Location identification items
┌────────
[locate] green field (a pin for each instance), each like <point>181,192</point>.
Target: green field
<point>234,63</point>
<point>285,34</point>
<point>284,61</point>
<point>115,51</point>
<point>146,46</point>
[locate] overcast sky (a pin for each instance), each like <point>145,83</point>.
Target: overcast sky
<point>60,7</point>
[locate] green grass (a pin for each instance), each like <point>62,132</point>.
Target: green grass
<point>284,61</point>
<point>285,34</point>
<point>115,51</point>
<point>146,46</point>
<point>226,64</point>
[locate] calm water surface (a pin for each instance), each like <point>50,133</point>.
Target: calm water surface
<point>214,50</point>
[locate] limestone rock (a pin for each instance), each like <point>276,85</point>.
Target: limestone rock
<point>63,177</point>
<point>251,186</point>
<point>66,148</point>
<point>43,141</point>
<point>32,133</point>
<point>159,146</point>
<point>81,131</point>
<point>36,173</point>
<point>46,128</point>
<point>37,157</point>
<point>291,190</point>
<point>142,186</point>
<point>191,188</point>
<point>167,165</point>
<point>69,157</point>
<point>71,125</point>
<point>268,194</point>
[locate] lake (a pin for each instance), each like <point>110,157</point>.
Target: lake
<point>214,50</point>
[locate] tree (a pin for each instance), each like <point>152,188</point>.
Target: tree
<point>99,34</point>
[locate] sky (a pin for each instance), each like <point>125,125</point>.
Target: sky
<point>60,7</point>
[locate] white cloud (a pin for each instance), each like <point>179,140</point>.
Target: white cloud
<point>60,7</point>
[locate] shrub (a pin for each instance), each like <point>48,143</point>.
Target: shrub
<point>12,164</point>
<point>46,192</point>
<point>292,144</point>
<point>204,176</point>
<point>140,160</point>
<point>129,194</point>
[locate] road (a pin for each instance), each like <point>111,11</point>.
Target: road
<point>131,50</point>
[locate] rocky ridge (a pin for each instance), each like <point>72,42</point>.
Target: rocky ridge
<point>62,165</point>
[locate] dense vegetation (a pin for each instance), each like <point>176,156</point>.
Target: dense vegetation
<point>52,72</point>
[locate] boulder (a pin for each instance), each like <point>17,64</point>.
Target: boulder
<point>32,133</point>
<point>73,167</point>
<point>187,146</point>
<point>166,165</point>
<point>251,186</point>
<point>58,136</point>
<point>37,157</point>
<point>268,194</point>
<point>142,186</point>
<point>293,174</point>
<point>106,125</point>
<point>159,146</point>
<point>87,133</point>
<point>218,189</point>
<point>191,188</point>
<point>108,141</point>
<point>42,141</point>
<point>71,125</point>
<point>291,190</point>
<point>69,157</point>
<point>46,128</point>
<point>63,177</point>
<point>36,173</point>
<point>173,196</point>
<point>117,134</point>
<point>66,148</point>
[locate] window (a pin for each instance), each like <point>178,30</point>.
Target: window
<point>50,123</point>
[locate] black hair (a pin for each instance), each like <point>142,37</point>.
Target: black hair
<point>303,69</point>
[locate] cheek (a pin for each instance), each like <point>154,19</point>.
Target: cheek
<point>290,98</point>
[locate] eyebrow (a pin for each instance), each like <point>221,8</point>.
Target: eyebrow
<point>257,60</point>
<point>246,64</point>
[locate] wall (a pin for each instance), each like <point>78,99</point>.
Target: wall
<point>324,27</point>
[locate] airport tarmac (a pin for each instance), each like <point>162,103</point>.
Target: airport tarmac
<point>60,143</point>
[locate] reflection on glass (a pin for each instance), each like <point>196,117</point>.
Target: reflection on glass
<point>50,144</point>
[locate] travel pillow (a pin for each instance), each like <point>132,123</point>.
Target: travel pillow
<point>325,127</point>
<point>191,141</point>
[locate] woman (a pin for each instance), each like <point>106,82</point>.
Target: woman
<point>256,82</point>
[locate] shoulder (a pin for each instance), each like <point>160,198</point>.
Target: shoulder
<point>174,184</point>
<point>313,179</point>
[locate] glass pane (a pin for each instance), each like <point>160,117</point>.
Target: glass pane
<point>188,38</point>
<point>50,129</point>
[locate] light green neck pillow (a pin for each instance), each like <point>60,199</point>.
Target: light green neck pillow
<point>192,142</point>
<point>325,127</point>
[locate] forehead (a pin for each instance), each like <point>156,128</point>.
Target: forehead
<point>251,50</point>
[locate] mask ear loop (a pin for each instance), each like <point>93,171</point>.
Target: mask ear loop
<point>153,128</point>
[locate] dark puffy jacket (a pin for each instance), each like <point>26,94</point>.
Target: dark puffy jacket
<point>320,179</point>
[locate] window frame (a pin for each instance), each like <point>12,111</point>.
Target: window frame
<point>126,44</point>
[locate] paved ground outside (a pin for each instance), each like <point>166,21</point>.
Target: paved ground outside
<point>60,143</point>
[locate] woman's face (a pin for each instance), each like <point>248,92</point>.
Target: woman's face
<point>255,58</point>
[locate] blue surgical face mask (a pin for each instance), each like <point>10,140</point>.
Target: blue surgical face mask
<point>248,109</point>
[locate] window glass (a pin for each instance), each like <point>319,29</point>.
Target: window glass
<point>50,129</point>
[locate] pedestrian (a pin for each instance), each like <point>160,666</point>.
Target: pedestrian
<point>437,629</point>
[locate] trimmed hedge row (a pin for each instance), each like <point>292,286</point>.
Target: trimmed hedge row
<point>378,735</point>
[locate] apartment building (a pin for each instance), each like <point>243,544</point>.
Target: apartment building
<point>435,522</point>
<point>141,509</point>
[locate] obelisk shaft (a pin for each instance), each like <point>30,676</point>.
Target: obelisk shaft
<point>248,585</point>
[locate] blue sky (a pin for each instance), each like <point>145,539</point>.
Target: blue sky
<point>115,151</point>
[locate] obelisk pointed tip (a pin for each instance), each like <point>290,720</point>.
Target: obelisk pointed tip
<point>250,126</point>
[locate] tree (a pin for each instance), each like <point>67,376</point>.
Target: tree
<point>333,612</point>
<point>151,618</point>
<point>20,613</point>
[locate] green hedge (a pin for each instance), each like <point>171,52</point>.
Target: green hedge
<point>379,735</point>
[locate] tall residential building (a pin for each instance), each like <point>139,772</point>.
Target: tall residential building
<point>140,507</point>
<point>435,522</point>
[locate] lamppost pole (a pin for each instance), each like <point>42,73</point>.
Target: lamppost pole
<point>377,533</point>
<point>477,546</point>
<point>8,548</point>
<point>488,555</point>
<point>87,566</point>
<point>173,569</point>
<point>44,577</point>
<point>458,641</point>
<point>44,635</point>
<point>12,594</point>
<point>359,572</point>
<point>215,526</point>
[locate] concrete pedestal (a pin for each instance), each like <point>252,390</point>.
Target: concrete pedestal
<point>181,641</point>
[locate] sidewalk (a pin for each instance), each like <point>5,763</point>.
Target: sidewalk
└────────
Given instruction: Rewrite the data from the line with "[locate] window glass" up to and including the line with "<point>115,151</point>", keeping every line, the requests included. Multiply each coordinate in the answer points by 1.45 and round to whole numbers, halves up, leaving the numbers in the requests and their sample points unchanged.

Output of the task:
[locate] window glass (a pin for each instance), each like <point>319,29</point>.
Target: window glass
<point>73,187</point>
[locate] pedestrian (a pin for each instance), each like <point>160,666</point>.
Target: pedestrian
<point>634,912</point>
[locate] trimmed hedge row (a pin for each instance), each like <point>292,286</point>.
Target: trimmed hedge row
<point>548,1066</point>
[locate] apartment building (a pin for each instance), each like <point>243,544</point>.
Target: apartment building
<point>631,757</point>
<point>204,738</point>
[locate] obelisk shaft (a pin for each instance), each like <point>30,676</point>.
Target: obelisk shaft
<point>360,848</point>
[locate] blue sky (a pin for each instance), each like <point>145,539</point>.
Target: blue sky
<point>167,219</point>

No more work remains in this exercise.